TASK TO COMPLETE: Can you give the lines of the entries below as a Markdown table with the columns Row and Entry line, starting at the line that contains "Where can the gray" and ending at the final line of the entries? Leave out any blank lines.

Entries from a dataset:
## Start
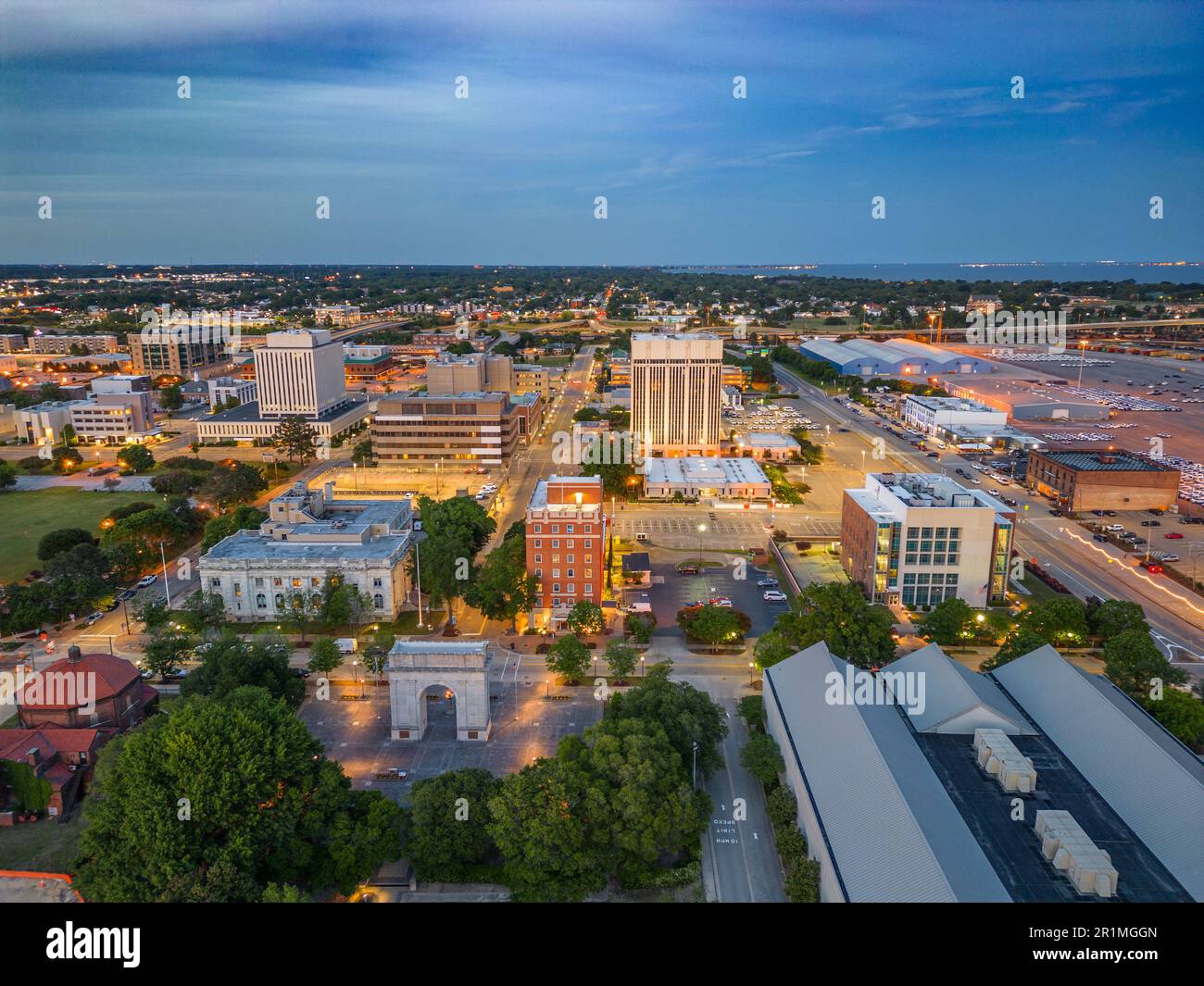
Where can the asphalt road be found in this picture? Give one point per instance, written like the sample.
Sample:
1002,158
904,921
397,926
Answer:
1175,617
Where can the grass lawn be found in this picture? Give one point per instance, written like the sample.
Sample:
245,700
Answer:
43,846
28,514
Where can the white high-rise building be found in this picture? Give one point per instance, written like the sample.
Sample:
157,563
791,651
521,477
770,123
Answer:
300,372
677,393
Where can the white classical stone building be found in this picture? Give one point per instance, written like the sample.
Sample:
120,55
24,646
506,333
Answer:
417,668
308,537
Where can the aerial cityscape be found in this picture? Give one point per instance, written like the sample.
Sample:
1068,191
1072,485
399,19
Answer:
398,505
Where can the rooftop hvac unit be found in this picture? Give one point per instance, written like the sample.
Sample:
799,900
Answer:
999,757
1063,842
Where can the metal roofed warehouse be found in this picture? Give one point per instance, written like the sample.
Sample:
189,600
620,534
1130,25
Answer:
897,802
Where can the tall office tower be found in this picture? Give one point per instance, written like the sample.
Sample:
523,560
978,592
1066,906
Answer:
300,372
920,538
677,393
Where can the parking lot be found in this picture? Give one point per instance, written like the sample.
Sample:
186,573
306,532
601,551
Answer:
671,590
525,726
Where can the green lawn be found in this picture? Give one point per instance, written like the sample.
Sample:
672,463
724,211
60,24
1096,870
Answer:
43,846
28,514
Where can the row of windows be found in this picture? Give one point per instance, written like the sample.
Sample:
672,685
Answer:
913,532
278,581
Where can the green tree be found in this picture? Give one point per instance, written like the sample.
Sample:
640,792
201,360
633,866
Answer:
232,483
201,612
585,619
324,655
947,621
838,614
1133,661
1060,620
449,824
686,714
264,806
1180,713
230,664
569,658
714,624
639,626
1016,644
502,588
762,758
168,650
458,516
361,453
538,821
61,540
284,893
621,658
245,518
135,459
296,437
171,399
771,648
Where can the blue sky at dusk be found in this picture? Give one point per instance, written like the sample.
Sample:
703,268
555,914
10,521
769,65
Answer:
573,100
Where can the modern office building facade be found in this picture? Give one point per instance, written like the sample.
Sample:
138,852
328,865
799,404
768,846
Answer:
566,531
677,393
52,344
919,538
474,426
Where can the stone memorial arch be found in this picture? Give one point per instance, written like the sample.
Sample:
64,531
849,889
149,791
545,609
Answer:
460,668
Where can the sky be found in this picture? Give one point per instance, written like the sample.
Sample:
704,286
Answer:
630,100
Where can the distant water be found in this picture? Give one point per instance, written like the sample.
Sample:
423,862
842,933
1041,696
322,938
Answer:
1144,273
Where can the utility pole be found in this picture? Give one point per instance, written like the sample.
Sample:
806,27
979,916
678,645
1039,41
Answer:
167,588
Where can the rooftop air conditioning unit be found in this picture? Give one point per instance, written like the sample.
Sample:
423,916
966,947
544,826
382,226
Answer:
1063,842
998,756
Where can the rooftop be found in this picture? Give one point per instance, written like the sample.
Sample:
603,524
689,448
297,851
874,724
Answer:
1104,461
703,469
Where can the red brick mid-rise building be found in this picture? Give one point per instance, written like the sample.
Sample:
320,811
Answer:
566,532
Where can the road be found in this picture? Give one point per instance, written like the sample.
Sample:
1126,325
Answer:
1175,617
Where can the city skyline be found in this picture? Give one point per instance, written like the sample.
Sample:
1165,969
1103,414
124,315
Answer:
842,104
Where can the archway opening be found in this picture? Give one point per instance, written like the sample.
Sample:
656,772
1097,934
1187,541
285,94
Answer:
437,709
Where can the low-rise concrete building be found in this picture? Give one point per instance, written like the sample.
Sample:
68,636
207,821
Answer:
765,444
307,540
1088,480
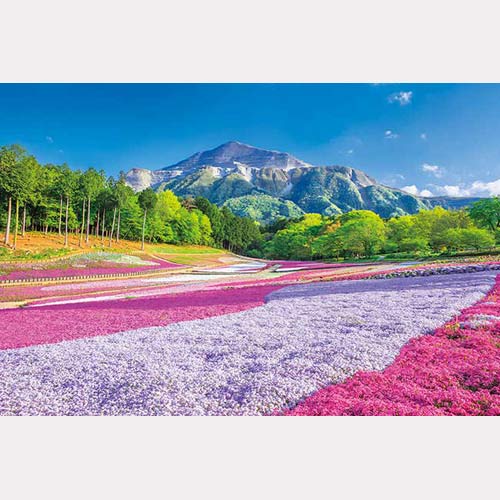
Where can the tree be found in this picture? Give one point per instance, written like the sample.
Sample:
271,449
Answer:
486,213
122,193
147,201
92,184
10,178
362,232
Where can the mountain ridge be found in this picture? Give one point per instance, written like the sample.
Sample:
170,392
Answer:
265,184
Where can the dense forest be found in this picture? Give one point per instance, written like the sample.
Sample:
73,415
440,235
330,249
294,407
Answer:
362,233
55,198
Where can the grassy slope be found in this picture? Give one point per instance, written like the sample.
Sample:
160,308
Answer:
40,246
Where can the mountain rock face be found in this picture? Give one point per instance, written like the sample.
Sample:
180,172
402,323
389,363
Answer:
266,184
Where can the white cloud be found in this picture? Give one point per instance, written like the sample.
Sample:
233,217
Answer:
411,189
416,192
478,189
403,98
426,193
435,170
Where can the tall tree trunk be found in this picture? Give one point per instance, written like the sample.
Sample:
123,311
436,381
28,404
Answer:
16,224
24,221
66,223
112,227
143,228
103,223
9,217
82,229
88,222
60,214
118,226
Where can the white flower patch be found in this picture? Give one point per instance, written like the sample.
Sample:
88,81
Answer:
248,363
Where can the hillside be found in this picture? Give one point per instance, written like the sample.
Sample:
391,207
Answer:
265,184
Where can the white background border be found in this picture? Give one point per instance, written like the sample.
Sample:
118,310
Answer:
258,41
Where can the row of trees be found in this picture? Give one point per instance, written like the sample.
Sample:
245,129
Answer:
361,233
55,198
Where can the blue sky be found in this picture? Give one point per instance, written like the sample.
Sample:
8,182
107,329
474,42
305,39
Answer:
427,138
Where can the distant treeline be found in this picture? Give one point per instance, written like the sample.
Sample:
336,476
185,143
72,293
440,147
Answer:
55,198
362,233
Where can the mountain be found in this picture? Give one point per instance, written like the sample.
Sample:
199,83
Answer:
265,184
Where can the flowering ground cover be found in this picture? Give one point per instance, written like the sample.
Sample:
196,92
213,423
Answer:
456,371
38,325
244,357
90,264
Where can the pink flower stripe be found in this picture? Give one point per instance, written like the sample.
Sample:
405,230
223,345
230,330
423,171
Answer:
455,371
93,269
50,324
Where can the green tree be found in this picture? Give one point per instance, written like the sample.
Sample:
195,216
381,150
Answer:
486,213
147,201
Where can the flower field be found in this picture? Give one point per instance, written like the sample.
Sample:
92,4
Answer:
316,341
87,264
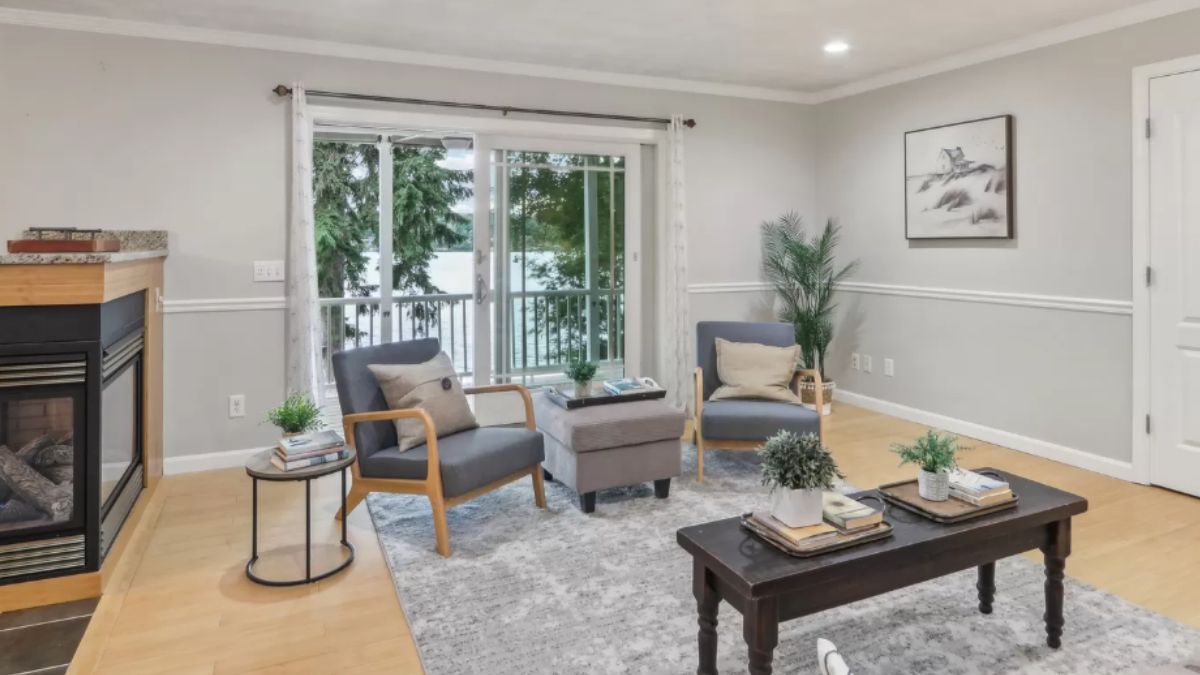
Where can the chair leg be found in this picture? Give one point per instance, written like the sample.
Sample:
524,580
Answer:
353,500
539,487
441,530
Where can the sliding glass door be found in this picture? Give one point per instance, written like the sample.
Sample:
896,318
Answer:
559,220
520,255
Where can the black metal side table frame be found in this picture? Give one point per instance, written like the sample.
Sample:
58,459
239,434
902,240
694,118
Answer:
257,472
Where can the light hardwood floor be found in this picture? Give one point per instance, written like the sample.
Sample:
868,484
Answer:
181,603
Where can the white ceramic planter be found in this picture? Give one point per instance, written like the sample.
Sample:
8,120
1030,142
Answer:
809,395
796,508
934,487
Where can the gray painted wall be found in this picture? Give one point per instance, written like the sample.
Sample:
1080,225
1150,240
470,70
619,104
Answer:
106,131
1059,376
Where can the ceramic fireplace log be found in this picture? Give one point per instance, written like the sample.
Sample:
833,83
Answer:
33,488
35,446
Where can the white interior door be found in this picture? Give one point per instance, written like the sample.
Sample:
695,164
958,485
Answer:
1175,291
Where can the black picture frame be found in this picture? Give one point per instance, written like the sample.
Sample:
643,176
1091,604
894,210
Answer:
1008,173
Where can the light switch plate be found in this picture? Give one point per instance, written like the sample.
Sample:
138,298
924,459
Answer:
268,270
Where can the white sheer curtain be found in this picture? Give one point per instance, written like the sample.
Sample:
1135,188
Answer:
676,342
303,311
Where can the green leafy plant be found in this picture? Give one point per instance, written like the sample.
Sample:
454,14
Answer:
## End
EXERCISE OUTPUT:
| Row | Entry line |
|---|---|
| 1 | Where can the gray painted wall be found in this picture? Give one point per instance, written like the sample. |
| 2 | Sample: |
| 3 | 1080,225 |
| 4 | 1150,240 |
| 5 | 470,70 |
| 6 | 619,104 |
| 7 | Answer: |
| 8 | 106,131 |
| 9 | 1059,376 |
| 10 | Where can the ceramic fireplace log be found in this picture? Give one point per instance, written like the sample. |
| 11 | Sample: |
| 12 | 833,83 |
| 13 | Answer: |
| 14 | 33,488 |
| 15 | 35,446 |
| 16 | Where can the white interior door be found in this picture? Give one point per instance, written like the sample. |
| 17 | Sample: |
| 18 | 695,164 |
| 19 | 958,485 |
| 20 | Answer: |
| 21 | 1175,291 |
| 22 | Where can the black picture frame be found in this picture? Give one point per instance, written like the sample. |
| 23 | Sample: |
| 24 | 643,176 |
| 25 | 1091,604 |
| 26 | 894,210 |
| 27 | Answer: |
| 28 | 1008,173 |
| 29 | Where can the light switch plate be found in this picture? Give one point per instance, written like the sample. |
| 30 | Sample: |
| 31 | 138,298 |
| 32 | 924,459 |
| 33 | Answer: |
| 34 | 268,270 |
| 35 | Where can the white sheer curtain be found in this picture? Give one point per instance, written like the sample. |
| 36 | Sample: |
| 37 | 1135,188 |
| 38 | Answer: |
| 39 | 676,342 |
| 40 | 303,311 |
| 41 | Where can the green leafy plant be found in this picture? Give one point per instance, written like the sample. |
| 42 | Sample: |
| 43 | 454,14 |
| 44 | Answer: |